LISTED RECORDS.
# # # # # # #

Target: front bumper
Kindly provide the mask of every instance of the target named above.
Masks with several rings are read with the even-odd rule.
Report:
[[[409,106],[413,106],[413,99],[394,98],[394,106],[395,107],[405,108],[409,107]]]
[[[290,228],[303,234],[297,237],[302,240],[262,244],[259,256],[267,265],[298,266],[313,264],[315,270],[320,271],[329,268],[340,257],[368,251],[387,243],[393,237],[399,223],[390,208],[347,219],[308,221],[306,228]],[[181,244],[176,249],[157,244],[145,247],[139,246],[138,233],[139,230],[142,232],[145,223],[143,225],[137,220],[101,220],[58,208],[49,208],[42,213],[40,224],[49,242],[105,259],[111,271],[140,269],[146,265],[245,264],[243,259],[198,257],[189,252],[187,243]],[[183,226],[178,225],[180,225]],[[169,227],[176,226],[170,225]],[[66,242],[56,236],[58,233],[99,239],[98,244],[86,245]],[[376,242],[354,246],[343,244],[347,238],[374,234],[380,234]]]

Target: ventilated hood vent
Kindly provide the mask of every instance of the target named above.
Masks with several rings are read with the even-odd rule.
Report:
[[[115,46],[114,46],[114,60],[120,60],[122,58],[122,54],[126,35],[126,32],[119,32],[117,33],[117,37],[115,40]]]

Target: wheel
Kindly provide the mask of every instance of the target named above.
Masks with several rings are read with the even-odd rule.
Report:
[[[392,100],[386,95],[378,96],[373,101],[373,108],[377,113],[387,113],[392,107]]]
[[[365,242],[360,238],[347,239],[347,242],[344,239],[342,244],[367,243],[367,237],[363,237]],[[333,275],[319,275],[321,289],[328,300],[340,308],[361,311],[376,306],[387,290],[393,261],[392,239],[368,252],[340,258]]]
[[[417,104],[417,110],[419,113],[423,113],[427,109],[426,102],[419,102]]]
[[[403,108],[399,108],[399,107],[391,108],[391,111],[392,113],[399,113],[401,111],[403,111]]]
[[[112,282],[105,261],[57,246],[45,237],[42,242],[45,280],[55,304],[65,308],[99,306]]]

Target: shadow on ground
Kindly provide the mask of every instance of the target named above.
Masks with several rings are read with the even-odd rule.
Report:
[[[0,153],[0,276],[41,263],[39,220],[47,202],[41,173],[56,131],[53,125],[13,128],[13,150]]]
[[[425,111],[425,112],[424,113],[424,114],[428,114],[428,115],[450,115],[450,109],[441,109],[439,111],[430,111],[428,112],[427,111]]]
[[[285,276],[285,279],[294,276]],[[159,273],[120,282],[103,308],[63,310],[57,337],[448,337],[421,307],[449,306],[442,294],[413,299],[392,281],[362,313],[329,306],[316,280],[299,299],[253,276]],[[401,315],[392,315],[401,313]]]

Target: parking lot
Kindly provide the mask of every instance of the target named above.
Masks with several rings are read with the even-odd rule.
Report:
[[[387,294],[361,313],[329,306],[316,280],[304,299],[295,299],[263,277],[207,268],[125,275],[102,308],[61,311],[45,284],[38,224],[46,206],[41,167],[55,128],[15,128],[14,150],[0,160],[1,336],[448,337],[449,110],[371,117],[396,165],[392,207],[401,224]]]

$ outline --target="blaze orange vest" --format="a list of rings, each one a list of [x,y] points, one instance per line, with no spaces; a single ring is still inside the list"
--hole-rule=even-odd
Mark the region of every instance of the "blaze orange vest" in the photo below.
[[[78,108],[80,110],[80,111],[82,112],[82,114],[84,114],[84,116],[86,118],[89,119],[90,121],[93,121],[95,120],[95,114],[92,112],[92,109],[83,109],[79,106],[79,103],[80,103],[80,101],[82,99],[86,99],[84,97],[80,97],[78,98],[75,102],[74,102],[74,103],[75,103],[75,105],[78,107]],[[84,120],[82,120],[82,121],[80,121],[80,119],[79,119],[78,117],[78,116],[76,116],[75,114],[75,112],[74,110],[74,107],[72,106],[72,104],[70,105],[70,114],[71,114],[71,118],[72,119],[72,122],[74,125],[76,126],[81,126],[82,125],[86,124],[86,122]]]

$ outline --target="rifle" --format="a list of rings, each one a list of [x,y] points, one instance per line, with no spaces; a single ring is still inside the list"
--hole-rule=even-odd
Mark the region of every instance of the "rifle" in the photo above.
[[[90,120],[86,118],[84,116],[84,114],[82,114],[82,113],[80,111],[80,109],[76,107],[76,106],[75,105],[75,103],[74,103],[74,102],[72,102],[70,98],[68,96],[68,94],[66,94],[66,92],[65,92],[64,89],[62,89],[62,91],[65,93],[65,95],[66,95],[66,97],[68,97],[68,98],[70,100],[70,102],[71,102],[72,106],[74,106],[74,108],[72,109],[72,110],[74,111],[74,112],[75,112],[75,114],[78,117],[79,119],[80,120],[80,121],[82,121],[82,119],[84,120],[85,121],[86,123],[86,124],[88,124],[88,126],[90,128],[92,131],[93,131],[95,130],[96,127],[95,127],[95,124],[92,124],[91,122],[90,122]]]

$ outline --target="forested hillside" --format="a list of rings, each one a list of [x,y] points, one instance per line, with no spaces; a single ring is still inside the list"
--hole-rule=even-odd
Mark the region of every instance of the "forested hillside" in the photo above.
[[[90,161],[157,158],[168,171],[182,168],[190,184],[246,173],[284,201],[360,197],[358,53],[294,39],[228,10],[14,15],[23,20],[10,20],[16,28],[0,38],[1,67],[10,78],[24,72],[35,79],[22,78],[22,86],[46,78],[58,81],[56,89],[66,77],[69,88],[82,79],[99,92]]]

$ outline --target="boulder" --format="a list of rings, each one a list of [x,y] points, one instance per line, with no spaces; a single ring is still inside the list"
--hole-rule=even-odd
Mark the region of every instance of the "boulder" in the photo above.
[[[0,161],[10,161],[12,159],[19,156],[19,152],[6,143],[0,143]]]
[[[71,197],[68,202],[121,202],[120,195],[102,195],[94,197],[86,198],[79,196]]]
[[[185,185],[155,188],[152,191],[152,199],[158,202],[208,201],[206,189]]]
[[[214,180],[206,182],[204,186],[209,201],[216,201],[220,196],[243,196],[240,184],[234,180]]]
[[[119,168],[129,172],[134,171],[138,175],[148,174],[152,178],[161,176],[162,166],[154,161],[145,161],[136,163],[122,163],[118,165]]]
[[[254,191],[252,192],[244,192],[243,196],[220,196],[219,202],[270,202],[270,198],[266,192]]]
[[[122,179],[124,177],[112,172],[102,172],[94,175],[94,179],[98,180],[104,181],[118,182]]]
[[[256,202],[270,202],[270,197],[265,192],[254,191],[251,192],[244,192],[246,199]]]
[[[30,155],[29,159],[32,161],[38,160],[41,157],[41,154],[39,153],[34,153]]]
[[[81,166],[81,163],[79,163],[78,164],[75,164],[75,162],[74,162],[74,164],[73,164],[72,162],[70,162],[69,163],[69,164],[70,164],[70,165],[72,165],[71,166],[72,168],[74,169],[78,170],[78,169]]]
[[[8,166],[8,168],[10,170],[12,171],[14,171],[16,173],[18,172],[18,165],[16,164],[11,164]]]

# # # # # # #

WHAT IS BEING ASKED. Set down the listing in full, keeping every word exactly as it is.

CORRECT OUTPUT.
Target: front bumper
Kindly provide the mask of every instance of the target named above.
Masks with several rings are read with the even-odd rule.
Report:
[[[409,106],[413,106],[413,99],[394,98],[394,106],[395,107],[405,108],[409,107]]]
[[[290,228],[303,234],[297,237],[302,240],[262,244],[259,256],[267,265],[298,266],[313,264],[315,270],[320,271],[329,268],[340,257],[368,251],[387,243],[393,237],[399,223],[390,208],[347,219],[308,221],[306,228]],[[181,244],[176,249],[157,244],[145,247],[139,246],[138,233],[139,230],[142,232],[145,223],[143,225],[137,220],[101,220],[58,208],[49,208],[42,213],[40,224],[49,242],[105,259],[111,271],[140,269],[146,265],[245,264],[243,259],[198,257],[189,252],[187,243]],[[183,226],[178,225],[180,225]],[[169,227],[176,226],[170,225]],[[66,242],[56,236],[58,233],[99,239],[98,244],[86,245]],[[376,242],[354,246],[343,244],[347,238],[374,234],[380,234]]]

Target: ventilated hood vent
Kindly provide the mask of every instance of the target named above.
Masks with several rings are read with the even-odd rule.
Report:
[[[115,46],[114,46],[114,60],[120,60],[122,58],[122,54],[126,35],[126,32],[119,32],[117,33],[117,37],[115,40]]]

Target: wheel
Kindly provide the mask of every instance of the target named above.
Masks with several rings are read with the even-odd rule.
Report:
[[[392,100],[386,95],[378,96],[373,101],[373,108],[377,113],[387,113],[392,107]]]
[[[365,242],[360,238],[347,239],[347,242],[344,239],[342,244],[367,243],[367,237],[363,237]],[[333,275],[319,275],[321,289],[328,300],[340,308],[361,311],[376,306],[387,290],[393,261],[392,239],[368,252],[340,258]]]
[[[417,104],[417,110],[419,113],[423,113],[427,109],[426,102],[419,102]]]
[[[403,108],[399,108],[399,107],[391,108],[391,111],[392,113],[399,113],[401,111],[403,111]]]
[[[112,282],[105,261],[57,246],[45,237],[42,242],[45,280],[55,304],[65,308],[99,306]]]

Target: shadow on ground
Kindly provide the mask of every instance of the target named above.
Masks with several rings are read with the even-odd rule.
Report:
[[[0,153],[0,276],[41,263],[39,220],[47,202],[41,173],[56,131],[53,125],[13,128],[13,150]]]
[[[425,111],[425,112],[424,113],[424,114],[428,114],[428,115],[450,115],[450,109],[441,109],[439,111],[430,111],[428,112],[427,111]]]
[[[285,276],[285,279],[294,276]],[[159,273],[120,282],[103,308],[63,310],[57,337],[448,337],[421,307],[449,306],[442,294],[413,299],[392,281],[362,313],[329,306],[316,280],[299,299],[253,276]],[[401,315],[392,315],[401,313]]]

Target: parking lot
Kindly provide the mask of every instance of the target named above.
Masks with several rings are read with the even-odd rule.
Report:
[[[387,294],[361,313],[329,306],[316,280],[304,299],[295,299],[263,277],[207,268],[125,275],[102,308],[61,311],[45,284],[38,224],[46,206],[41,167],[55,128],[15,128],[14,150],[0,160],[1,336],[448,337],[449,110],[371,117],[396,165],[392,207],[401,224]]]

$ outline --target="blaze orange vest" --format="a list of rings, each one a list of [x,y] points, one instance per line, with no spaces; a single ring is still inside the list"
--hole-rule=even-odd
Mark the region of every instance of the "blaze orange vest" in the photo below.
[[[78,108],[80,110],[80,111],[82,112],[82,114],[84,114],[84,116],[86,118],[89,119],[90,121],[93,121],[95,120],[95,114],[92,112],[92,109],[83,109],[79,106],[79,103],[80,103],[80,101],[82,99],[86,99],[84,97],[80,97],[78,98],[75,102],[74,102],[74,103],[75,103],[75,105],[78,107]],[[84,120],[82,120],[82,121],[80,121],[80,119],[79,119],[78,117],[78,116],[76,116],[75,114],[75,112],[74,110],[74,107],[72,106],[72,104],[70,105],[70,114],[71,114],[71,118],[72,119],[72,122],[74,125],[76,126],[81,126],[82,125],[86,124],[86,122]]]

$ outline --target="rifle" --format="a list of rings, each one a list of [x,y] points, one instance per line, with no spaces; a single ring is still inside the list"
--hole-rule=even-odd
Mark the region of every instance of the "rifle" in the photo above.
[[[90,120],[86,118],[84,116],[84,114],[82,114],[82,113],[80,111],[80,109],[76,107],[76,106],[75,105],[75,103],[74,103],[74,102],[72,102],[70,98],[68,96],[68,94],[66,94],[66,92],[65,92],[64,89],[62,89],[62,91],[65,93],[65,95],[66,95],[66,97],[68,97],[68,98],[70,100],[70,102],[71,102],[72,106],[74,106],[74,108],[72,109],[72,110],[74,111],[74,112],[75,112],[75,114],[78,117],[79,119],[80,120],[80,121],[82,121],[82,119],[84,120],[85,121],[86,123],[86,124],[88,124],[88,126],[90,128],[92,131],[93,131],[95,130],[96,127],[95,127],[95,124],[92,124],[91,122],[90,122]]]

$ outline --target="forested hillside" --format="a list of rings, each one a list of [x,y] points, one instance per line, with no spaces; a single ring is still inside the list"
--hole-rule=even-odd
Mark the region of every instance of the "forested hillside" in the photo above.
[[[90,161],[157,158],[168,171],[182,168],[190,184],[246,173],[284,201],[360,197],[358,53],[294,39],[228,10],[14,15],[23,20],[10,20],[16,28],[0,38],[1,67],[10,78],[24,72],[35,79],[22,78],[22,86],[46,78],[58,81],[56,89],[66,77],[69,88],[82,79],[99,92]]]

$ outline --target="boulder" --format="a list of rings, each one a list of [x,y] points, one instance per line, with no spaces; a single ring is still inside the list"
--hole-rule=even-odd
Mark the region of every instance of the "boulder" in the photo above.
[[[0,161],[10,161],[12,159],[19,156],[19,152],[6,143],[0,143]]]
[[[71,197],[68,202],[121,202],[120,195],[102,195],[94,197],[86,198],[79,196]]]
[[[185,185],[155,188],[152,191],[152,199],[158,202],[208,201],[206,189]]]
[[[214,180],[206,182],[204,186],[209,201],[216,201],[220,196],[243,196],[240,184],[234,180]]]
[[[119,168],[129,172],[134,171],[138,175],[148,174],[152,178],[161,176],[162,166],[154,161],[145,161],[136,163],[122,163],[118,165]]]
[[[254,191],[252,192],[244,192],[243,196],[220,196],[219,202],[270,202],[270,198],[266,192]]]
[[[122,179],[124,177],[112,172],[102,172],[94,175],[94,179],[98,180],[104,181],[118,182]]]
[[[256,202],[270,202],[270,197],[265,192],[254,191],[251,192],[244,192],[246,199]]]
[[[30,155],[29,159],[32,161],[38,160],[41,157],[41,154],[39,153],[34,153]]]
[[[81,166],[81,163],[79,163],[78,164],[75,164],[75,162],[74,162],[74,164],[73,164],[72,162],[70,162],[69,163],[69,164],[70,164],[70,165],[72,165],[71,166],[72,168],[74,169],[78,170],[78,169]]]
[[[8,166],[8,168],[10,170],[12,171],[14,171],[16,173],[18,172],[18,165],[16,164],[11,164]]]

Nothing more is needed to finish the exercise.